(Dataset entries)
-- Opening Marker --
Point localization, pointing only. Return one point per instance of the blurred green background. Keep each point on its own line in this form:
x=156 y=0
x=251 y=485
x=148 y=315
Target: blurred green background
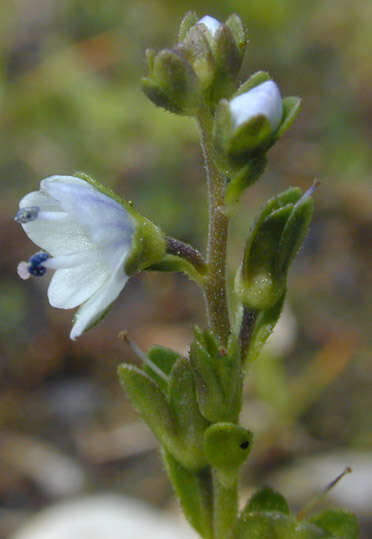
x=70 y=101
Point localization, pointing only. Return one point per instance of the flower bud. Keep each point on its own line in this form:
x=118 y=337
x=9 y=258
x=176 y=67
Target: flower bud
x=171 y=82
x=263 y=100
x=272 y=244
x=246 y=125
x=215 y=50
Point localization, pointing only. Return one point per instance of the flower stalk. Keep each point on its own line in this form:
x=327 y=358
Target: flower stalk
x=218 y=222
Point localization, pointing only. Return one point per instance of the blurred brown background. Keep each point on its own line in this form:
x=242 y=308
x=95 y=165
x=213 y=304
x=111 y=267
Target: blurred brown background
x=70 y=100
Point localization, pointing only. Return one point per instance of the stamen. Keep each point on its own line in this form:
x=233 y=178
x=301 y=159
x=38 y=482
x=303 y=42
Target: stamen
x=146 y=360
x=71 y=260
x=25 y=215
x=35 y=264
x=22 y=271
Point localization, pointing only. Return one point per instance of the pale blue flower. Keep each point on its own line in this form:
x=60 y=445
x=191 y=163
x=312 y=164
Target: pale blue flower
x=86 y=237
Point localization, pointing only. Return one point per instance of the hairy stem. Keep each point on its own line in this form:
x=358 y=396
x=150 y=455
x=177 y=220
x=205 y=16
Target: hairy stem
x=225 y=505
x=187 y=252
x=215 y=282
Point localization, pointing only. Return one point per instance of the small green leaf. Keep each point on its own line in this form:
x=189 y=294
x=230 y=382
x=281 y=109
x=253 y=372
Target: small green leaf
x=263 y=328
x=235 y=24
x=291 y=108
x=208 y=388
x=191 y=424
x=254 y=80
x=243 y=178
x=193 y=491
x=217 y=374
x=338 y=523
x=187 y=22
x=248 y=137
x=275 y=525
x=227 y=445
x=267 y=499
x=294 y=233
x=150 y=402
x=177 y=79
x=164 y=358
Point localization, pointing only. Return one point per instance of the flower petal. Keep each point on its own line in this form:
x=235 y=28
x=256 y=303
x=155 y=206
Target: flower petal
x=70 y=287
x=57 y=237
x=263 y=99
x=211 y=23
x=94 y=308
x=103 y=219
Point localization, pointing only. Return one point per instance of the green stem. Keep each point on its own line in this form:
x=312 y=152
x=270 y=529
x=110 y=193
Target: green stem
x=215 y=281
x=225 y=504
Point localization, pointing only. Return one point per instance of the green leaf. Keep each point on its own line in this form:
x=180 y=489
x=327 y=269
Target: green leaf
x=267 y=499
x=248 y=137
x=164 y=358
x=191 y=424
x=176 y=263
x=217 y=375
x=208 y=388
x=177 y=79
x=187 y=22
x=338 y=523
x=194 y=492
x=150 y=402
x=235 y=24
x=242 y=179
x=227 y=446
x=263 y=328
x=291 y=108
x=294 y=233
x=275 y=525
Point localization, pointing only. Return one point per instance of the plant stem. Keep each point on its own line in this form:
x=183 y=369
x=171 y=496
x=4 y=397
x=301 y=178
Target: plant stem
x=215 y=281
x=225 y=505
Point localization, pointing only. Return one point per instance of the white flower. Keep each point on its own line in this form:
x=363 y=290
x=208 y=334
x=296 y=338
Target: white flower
x=86 y=236
x=211 y=23
x=264 y=99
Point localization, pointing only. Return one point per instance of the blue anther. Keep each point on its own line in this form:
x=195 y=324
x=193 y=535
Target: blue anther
x=35 y=264
x=25 y=215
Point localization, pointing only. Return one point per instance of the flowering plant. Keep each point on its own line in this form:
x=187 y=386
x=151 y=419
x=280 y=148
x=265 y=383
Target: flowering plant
x=95 y=241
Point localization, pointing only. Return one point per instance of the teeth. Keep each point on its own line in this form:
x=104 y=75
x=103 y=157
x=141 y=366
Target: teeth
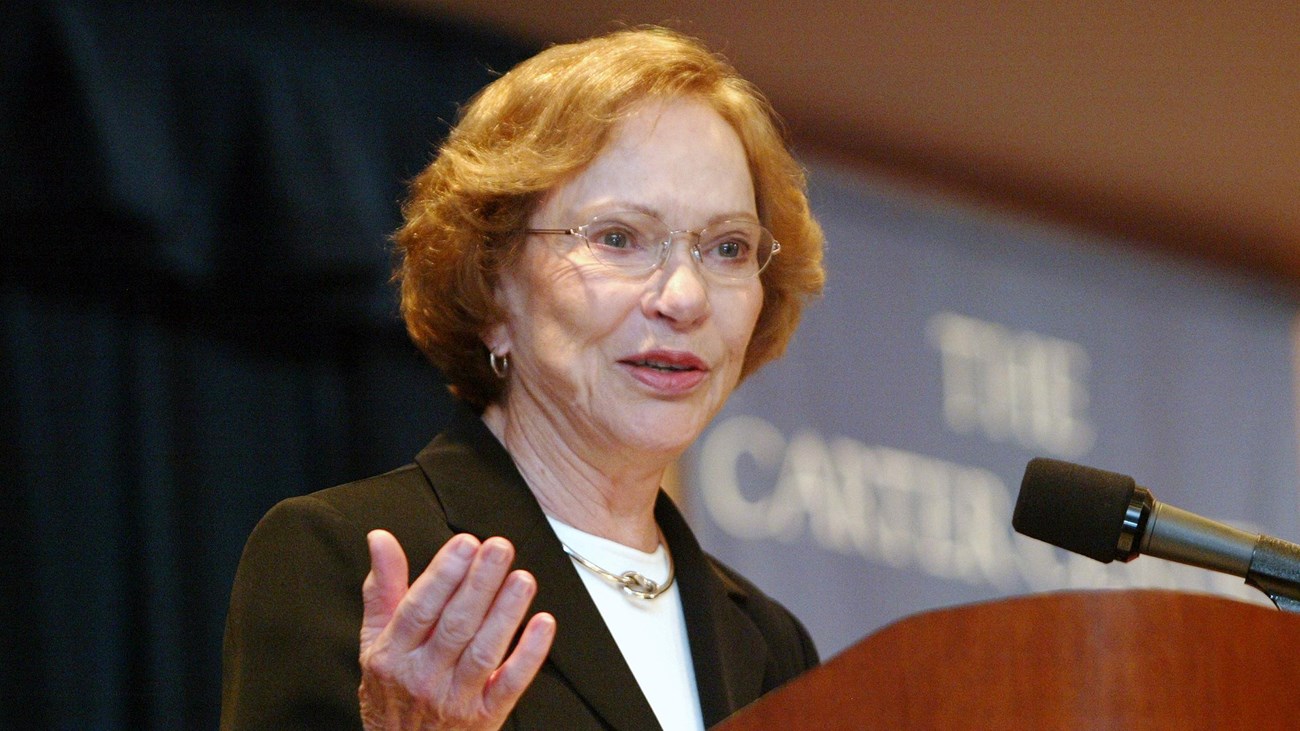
x=662 y=366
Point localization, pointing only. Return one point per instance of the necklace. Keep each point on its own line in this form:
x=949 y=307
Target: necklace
x=633 y=583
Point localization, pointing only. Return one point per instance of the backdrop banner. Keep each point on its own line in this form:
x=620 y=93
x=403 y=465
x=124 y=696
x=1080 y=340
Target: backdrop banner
x=871 y=472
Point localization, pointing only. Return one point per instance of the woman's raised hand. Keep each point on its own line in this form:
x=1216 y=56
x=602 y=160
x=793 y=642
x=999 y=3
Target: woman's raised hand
x=432 y=654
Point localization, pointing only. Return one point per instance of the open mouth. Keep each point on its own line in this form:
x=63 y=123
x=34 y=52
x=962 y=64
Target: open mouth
x=664 y=367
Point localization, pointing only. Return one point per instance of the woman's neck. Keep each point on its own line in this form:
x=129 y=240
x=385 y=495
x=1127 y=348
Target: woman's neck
x=609 y=493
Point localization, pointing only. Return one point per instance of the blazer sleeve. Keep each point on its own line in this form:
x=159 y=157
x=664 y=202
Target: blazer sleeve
x=290 y=652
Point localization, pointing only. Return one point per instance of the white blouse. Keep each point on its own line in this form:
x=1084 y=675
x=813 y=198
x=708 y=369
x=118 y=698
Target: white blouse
x=651 y=634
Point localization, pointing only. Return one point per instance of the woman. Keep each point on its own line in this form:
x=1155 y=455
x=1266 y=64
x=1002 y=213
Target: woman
x=611 y=238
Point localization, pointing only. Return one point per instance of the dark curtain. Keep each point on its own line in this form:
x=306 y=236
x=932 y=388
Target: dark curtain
x=195 y=316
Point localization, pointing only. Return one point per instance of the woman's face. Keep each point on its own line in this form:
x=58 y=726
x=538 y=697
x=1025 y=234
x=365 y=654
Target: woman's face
x=616 y=362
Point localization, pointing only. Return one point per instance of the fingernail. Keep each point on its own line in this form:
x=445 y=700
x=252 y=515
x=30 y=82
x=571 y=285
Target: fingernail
x=497 y=553
x=466 y=546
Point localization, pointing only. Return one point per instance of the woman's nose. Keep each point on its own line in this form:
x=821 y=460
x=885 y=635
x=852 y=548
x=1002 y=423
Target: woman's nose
x=680 y=290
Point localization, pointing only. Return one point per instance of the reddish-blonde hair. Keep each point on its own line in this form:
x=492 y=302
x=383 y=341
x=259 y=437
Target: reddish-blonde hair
x=545 y=121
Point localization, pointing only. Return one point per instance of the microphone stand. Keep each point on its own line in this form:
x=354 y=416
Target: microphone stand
x=1268 y=563
x=1275 y=571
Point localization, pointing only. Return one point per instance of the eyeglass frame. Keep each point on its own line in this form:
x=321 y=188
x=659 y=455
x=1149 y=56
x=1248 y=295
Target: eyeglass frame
x=666 y=245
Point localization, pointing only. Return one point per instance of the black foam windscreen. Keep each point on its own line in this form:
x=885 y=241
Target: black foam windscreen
x=1071 y=506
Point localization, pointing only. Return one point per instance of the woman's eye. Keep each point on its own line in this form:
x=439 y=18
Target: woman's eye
x=731 y=250
x=615 y=239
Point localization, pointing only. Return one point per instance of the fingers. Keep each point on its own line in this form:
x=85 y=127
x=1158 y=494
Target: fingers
x=423 y=606
x=484 y=601
x=438 y=645
x=384 y=585
x=512 y=678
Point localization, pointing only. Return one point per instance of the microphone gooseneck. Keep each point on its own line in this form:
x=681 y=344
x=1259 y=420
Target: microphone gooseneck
x=1106 y=517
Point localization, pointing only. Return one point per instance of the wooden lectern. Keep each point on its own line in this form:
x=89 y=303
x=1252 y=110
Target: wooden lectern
x=1077 y=660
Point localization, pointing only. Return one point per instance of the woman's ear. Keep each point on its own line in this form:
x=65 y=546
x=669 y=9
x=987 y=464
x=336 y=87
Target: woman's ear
x=497 y=338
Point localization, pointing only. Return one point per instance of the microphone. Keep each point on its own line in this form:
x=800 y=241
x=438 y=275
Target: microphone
x=1106 y=517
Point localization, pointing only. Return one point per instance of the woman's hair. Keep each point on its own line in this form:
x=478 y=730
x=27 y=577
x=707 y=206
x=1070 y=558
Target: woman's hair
x=537 y=126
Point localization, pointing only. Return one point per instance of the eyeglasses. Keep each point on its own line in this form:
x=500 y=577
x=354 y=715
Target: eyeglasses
x=638 y=243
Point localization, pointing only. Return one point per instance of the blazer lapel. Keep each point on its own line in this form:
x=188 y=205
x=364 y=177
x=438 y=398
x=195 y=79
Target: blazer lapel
x=482 y=493
x=727 y=649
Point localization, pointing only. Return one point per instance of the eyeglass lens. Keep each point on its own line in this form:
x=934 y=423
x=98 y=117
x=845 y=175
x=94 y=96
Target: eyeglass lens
x=635 y=242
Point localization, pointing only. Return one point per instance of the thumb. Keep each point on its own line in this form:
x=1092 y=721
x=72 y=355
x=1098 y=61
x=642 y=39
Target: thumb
x=385 y=584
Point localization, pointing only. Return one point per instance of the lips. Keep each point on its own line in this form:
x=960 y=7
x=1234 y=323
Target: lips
x=667 y=371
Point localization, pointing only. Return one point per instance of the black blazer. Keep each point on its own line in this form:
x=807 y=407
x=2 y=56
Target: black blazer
x=291 y=643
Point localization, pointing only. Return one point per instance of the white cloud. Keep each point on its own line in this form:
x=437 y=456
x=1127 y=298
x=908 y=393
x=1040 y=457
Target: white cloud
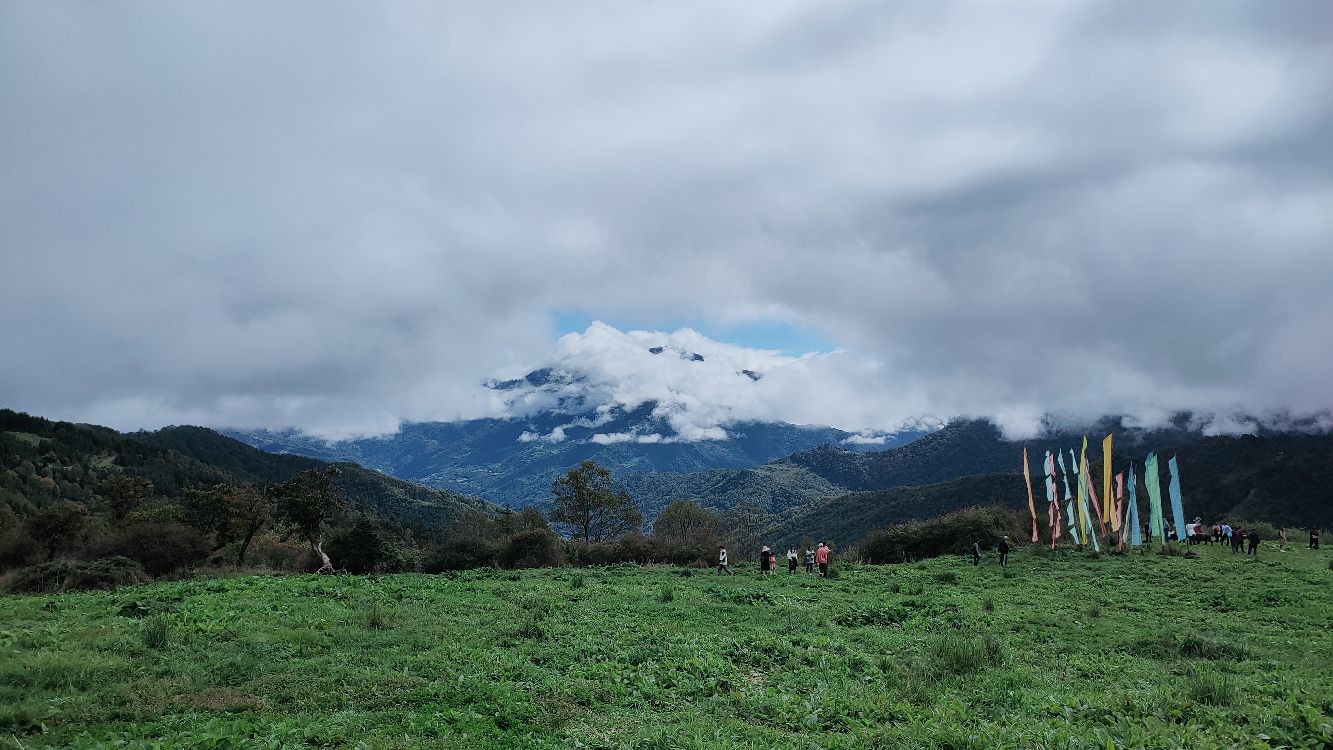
x=1065 y=208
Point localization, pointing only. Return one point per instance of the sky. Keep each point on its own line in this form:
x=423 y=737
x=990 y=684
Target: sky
x=339 y=216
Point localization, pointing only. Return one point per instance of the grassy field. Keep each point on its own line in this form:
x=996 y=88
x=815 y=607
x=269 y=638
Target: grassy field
x=1060 y=652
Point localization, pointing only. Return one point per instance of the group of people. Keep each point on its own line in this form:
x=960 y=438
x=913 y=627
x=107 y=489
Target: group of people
x=768 y=560
x=1240 y=540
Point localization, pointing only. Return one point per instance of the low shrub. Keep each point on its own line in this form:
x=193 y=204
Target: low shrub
x=951 y=533
x=1211 y=688
x=97 y=574
x=376 y=616
x=155 y=632
x=160 y=548
x=877 y=616
x=965 y=654
x=539 y=548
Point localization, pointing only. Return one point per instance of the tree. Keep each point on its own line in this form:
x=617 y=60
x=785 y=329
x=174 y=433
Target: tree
x=308 y=501
x=587 y=498
x=57 y=525
x=229 y=513
x=684 y=521
x=124 y=493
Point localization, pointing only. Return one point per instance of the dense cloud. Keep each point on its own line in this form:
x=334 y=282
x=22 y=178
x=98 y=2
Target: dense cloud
x=337 y=217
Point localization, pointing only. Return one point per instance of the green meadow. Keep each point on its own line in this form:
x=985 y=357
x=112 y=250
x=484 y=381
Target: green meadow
x=1061 y=650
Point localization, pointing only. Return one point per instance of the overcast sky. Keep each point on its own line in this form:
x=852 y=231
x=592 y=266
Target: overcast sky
x=341 y=215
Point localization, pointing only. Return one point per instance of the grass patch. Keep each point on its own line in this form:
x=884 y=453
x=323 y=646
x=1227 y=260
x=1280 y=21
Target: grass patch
x=956 y=653
x=155 y=632
x=1212 y=689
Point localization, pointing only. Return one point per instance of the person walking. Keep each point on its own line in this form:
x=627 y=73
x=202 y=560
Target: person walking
x=723 y=564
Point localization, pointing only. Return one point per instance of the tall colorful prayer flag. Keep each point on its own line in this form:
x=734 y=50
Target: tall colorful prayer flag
x=1120 y=510
x=1083 y=486
x=1108 y=509
x=1032 y=508
x=1064 y=473
x=1177 y=508
x=1135 y=534
x=1155 y=498
x=1084 y=514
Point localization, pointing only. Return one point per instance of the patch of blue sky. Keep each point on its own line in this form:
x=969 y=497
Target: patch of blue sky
x=759 y=335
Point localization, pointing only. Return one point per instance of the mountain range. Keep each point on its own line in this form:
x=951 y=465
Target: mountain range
x=513 y=461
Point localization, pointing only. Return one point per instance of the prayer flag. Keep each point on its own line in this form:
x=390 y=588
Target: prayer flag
x=1064 y=473
x=1135 y=534
x=1084 y=514
x=1108 y=510
x=1177 y=508
x=1032 y=508
x=1155 y=498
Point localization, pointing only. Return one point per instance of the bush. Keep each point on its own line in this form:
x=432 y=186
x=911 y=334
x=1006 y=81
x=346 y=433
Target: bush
x=99 y=574
x=160 y=548
x=951 y=533
x=1211 y=688
x=17 y=550
x=964 y=654
x=539 y=548
x=376 y=616
x=460 y=554
x=155 y=632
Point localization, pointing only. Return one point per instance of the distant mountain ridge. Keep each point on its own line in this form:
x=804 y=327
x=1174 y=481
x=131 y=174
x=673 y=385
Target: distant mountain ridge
x=175 y=458
x=513 y=461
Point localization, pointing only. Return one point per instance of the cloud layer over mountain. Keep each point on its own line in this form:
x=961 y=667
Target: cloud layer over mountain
x=341 y=216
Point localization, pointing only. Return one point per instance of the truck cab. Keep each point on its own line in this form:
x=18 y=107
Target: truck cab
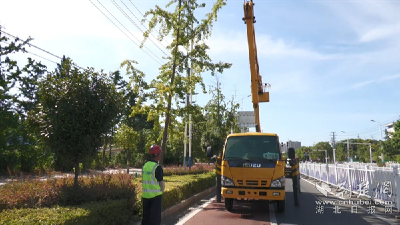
x=252 y=168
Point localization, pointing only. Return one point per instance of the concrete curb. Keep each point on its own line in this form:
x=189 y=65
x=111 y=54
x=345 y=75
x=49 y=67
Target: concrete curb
x=183 y=204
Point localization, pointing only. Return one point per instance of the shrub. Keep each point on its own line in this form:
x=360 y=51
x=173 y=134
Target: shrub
x=36 y=193
x=180 y=170
x=97 y=213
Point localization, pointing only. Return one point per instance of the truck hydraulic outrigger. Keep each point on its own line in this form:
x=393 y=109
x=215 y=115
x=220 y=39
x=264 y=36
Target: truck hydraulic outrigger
x=293 y=172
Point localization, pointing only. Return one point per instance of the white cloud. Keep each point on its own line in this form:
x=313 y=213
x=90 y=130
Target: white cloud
x=377 y=80
x=381 y=32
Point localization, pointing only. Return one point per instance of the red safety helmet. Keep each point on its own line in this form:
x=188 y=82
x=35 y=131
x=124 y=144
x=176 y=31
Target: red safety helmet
x=154 y=149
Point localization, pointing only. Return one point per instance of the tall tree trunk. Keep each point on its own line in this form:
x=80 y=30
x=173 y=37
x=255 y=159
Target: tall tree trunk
x=168 y=113
x=76 y=174
x=104 y=150
x=112 y=133
x=127 y=160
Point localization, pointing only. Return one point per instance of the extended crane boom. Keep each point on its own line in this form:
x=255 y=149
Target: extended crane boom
x=258 y=89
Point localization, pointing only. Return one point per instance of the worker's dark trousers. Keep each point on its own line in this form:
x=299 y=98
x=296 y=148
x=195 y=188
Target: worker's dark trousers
x=152 y=211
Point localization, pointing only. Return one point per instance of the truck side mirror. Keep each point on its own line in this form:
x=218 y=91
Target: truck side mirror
x=291 y=153
x=209 y=152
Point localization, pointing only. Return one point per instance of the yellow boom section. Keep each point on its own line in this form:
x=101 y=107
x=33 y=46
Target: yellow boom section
x=258 y=94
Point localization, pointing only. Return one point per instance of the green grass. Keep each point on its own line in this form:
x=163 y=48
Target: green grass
x=178 y=188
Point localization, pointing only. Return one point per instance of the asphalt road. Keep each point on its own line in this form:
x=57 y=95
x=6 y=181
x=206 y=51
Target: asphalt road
x=208 y=211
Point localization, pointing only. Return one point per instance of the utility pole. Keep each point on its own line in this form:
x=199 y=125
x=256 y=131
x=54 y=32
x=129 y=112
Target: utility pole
x=334 y=147
x=168 y=112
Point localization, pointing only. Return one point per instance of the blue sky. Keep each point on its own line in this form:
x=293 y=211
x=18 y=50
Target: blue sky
x=332 y=65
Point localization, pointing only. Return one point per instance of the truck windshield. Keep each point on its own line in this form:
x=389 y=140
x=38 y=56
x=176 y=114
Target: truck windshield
x=252 y=147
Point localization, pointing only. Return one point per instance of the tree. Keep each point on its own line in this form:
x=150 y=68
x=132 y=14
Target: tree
x=220 y=118
x=173 y=24
x=127 y=138
x=15 y=133
x=76 y=108
x=321 y=146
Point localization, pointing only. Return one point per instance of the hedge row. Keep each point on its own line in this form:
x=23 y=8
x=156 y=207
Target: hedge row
x=96 y=213
x=180 y=170
x=37 y=193
x=178 y=188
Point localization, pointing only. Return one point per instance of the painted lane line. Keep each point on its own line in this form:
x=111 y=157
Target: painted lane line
x=192 y=214
x=272 y=218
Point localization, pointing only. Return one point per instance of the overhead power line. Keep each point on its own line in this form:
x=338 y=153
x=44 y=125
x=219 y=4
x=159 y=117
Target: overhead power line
x=126 y=30
x=142 y=22
x=142 y=26
x=41 y=49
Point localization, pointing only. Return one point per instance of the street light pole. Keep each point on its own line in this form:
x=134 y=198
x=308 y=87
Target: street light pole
x=348 y=147
x=380 y=131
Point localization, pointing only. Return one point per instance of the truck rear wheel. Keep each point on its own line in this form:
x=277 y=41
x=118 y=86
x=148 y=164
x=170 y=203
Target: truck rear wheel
x=281 y=206
x=229 y=204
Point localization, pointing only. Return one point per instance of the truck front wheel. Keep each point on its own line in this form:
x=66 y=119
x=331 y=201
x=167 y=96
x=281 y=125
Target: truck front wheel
x=229 y=204
x=281 y=206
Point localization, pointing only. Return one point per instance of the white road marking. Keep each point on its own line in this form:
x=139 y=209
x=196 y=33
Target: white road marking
x=190 y=215
x=272 y=217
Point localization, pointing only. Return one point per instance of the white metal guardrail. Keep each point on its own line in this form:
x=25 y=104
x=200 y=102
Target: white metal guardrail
x=368 y=180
-- Closing Marker --
Output the lines above between the one holding "the microphone stand." and the one holding "x=1252 y=110", inclusive, with nothing before or after them.

▶ **Response**
Point localization, pointing only. Return one point per instance of the microphone stand. Keep each point on its own line in this form:
x=354 y=416
Target: microphone stand
x=1268 y=563
x=1275 y=571
Point localization, pointing only. Return one point per instance of the eyeglass frame. Keep each point on its own line in this form:
x=321 y=188
x=659 y=455
x=1149 y=56
x=1248 y=295
Target: eyeglass frame
x=666 y=245
Point localization, pointing only. Return one point per instance of the black foam windscreen. Keep each point on its own line in this form:
x=885 y=241
Target: black foam windscreen
x=1071 y=506
Point localization, pointing only. Return one point per instance of the woman's eye. Keep each point on its own line in this form:
x=439 y=18
Target: woman's eye
x=731 y=250
x=615 y=239
Point localization, pointing only. Return one point per instance of the fingers. Keep each point on its own line in this form:
x=85 y=127
x=1158 y=494
Target: fingers
x=423 y=606
x=484 y=601
x=438 y=645
x=384 y=585
x=512 y=678
Point localization, pointing only. Return one point per instance of the microphone gooseneck. Keep each point on its own line in this form:
x=681 y=344
x=1259 y=420
Target: microphone gooseneck
x=1106 y=517
Point localization, pointing only. Return one point per instance of the wooden lectern. Keep each point on its own line in this form:
x=89 y=303
x=1252 y=110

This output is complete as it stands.